§ ПРИВЕДЁННЫЙ ТЕКСТ:
На самом деле очень важно уметь формулировать. Всем режиссерам — и не только им — очень важно научиться складывать слова, а не махать руками, уметь формулировать что-то важное. И Леша сказал эти уже сакральные для меня слова — «зона змеи». Потом я как-то забыла об этом, а когда начала снимать, вспомнила и поняла, что «зона змеи» есть не только у животных, но и у человека. И это не privacy, которое есть в западном мире, такие вот мы несчастные, даже privacy до сих пор не обрели. А «зона змеи» — очень личное пространство, и оно очень различное у всех людей. Если privacy — это просто некое осознание себя как личности, то «зона змеи» у всех разная, она имеет отношение к окружающему человека пространству. А кино имеет отношение прежде всего к пространству, а не ко времени.

Мы занимаемся пространством, хотя вот Тарковский занимался временем, но это другое кино. Мы же занимаемся пространственным кино, нам очень важно, что происходит в пространстве каждого отдельного человека. У каждого из нас своя «зона змеи». У кого-то она маленькая, у кого-то побольше, а у кого-то такая безграничная, что к нему с камерой и не подойти. Такая — у интеллигенции и медийных лиц. Это только кажется, что медийные люди все распахнуты, на самом деле они чрезвычайно закрыты и выдают только некую мифологию, легенду о себе. Но стоит только переступить эту границу, отделяющую его личное пространство от мифологического, вы сразу поймете, что это другой человек, который не имеет ничего общего с тем, что он показывает всем.

То же с интеллигенцией. Каждый раз разговор о свободе заканчивается, когда вы приходите к интеллигентному или к известному человеку с камерой. Вы знаете, что этот человек всегда добивался свободы для себя — как для писателя, ученого или режиссера, но он совершенно не хочет, чтобы вы владели этой свободой. Это свобода для него, а вы отойдите подальше. И они просят отойти, не ставить камеру близко. Вы отходите на километр, он еще ставит перед вами бетонную стену и говорит: а теперь снимайте. Почему в русском кино практически нет интеллигенции? Потому что это чрезвычайно закрытое пространство.

§ ПИСЬМЕННОЕ ЗАДАНИЕ A:
Извлеките из текста о «зоне змеи» фрагмент от слов «На самом деле очень» до слов «не ко времени.» включительно, без изменений.
§ ПИСЬМЕННОЕ ЗАДАНИЕ B:
Пожалуйста, выберите из листинга все строки, в которых есть слово «sleeve».

§ ИСХОДНЫЙ ЛИСТИНГ:
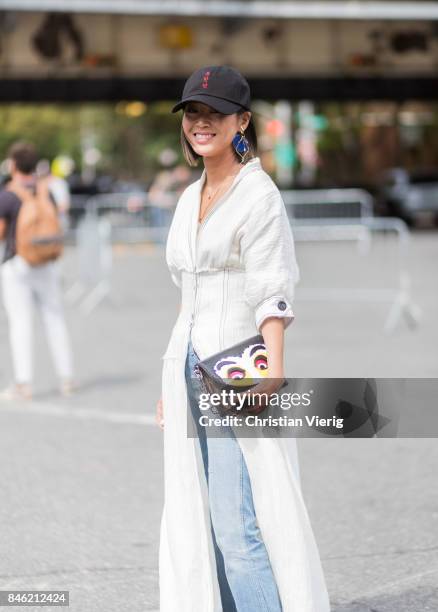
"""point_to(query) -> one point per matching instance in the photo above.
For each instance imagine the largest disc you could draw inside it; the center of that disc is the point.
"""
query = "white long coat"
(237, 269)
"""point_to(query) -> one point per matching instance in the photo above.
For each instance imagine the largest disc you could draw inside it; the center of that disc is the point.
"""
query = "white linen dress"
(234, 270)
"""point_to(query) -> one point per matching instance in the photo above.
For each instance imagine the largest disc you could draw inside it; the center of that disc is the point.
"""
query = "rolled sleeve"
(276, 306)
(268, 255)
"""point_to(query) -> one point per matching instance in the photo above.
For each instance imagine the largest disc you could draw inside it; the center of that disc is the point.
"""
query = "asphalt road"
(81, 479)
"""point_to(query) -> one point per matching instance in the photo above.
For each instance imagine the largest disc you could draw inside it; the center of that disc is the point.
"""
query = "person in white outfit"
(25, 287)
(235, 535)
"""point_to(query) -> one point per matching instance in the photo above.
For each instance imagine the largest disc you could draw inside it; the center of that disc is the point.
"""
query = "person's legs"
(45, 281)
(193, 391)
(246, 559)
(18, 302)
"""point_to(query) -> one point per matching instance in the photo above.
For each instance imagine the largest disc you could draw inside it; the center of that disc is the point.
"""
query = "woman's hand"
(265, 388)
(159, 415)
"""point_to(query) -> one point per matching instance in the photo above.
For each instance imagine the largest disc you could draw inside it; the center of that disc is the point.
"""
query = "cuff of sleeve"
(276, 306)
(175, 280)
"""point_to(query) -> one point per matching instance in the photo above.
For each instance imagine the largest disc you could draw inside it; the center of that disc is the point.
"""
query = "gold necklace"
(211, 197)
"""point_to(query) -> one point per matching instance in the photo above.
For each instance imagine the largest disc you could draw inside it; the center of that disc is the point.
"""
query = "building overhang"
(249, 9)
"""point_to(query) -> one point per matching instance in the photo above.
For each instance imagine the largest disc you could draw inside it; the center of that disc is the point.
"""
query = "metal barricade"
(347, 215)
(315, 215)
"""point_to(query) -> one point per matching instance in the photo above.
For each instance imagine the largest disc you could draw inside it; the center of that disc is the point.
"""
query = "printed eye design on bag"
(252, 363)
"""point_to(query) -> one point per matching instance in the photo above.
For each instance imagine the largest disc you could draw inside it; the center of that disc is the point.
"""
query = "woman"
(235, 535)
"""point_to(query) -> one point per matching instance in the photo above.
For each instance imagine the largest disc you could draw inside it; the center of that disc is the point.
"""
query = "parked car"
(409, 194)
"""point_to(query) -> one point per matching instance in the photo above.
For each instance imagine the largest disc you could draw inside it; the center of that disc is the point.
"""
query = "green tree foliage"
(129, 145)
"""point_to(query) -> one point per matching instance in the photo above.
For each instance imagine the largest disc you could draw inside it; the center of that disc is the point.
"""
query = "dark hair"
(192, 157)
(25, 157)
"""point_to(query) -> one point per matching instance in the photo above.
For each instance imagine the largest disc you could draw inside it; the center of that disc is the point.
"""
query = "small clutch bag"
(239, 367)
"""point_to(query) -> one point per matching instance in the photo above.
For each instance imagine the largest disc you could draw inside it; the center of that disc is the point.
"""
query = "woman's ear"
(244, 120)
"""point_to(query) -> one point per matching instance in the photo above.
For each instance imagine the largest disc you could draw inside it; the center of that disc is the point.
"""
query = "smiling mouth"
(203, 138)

==

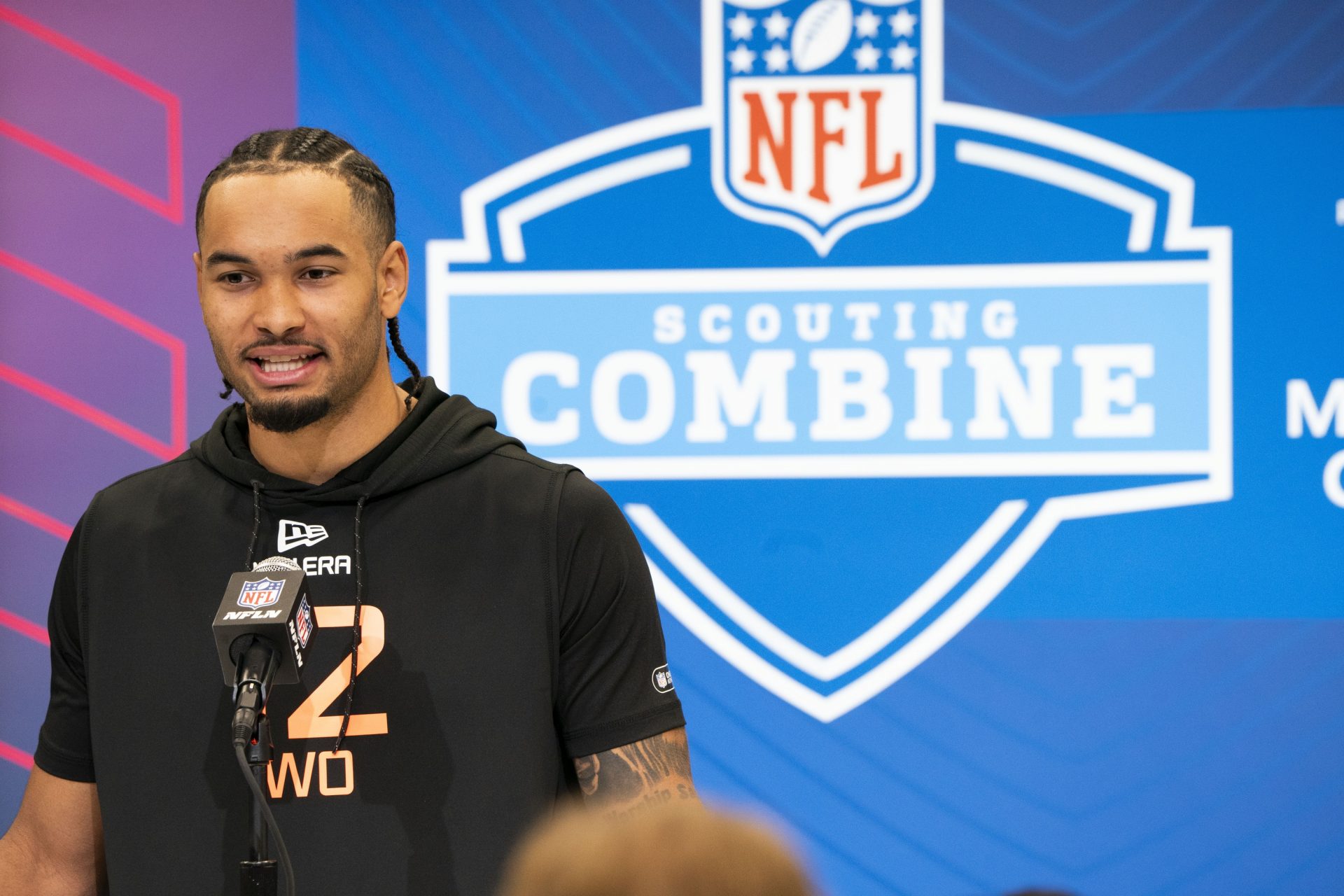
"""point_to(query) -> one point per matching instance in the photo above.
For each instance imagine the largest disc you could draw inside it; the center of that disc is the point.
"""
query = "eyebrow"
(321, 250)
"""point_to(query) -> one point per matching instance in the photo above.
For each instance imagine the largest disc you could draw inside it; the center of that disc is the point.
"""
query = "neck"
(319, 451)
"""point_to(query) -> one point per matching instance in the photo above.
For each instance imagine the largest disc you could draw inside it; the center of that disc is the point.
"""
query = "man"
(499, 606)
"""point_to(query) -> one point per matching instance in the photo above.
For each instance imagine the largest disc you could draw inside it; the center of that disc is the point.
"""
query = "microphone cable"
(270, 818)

§ ПРАВИЛЬНЫЙ ОТВЕТ A:
На самом деле очень важно уметь формулировать. Всем режиссерам — и не только им — очень важно научиться складывать слова, а не махать руками, уметь формулировать что-то важное. И Леша сказал эти уже сакральные для меня слова — «зона змеи». Потом я как-то забыла об этом, а когда начала снимать, вспомнила и поняла, что «зона змеи» есть не только у животных, но и у человека. И это не privacy, которое есть в западном мире, такие вот мы несчастные, даже privacy до сих пор не обрели. А «зона змеи» — очень личное пространство, и оно очень различное у всех людей. Если privacy — это просто некое осознание себя как личности, то «зона змеи» у всех разная, она имеет отношение к окружающему человека пространству. А кино имеет отношение прежде всего к пространству, а не ко времени.

§ ПРАВИЛЬНЫЙ ОТВЕТ B:
query = "rolled sleeve"
query = "cuff of sleeve"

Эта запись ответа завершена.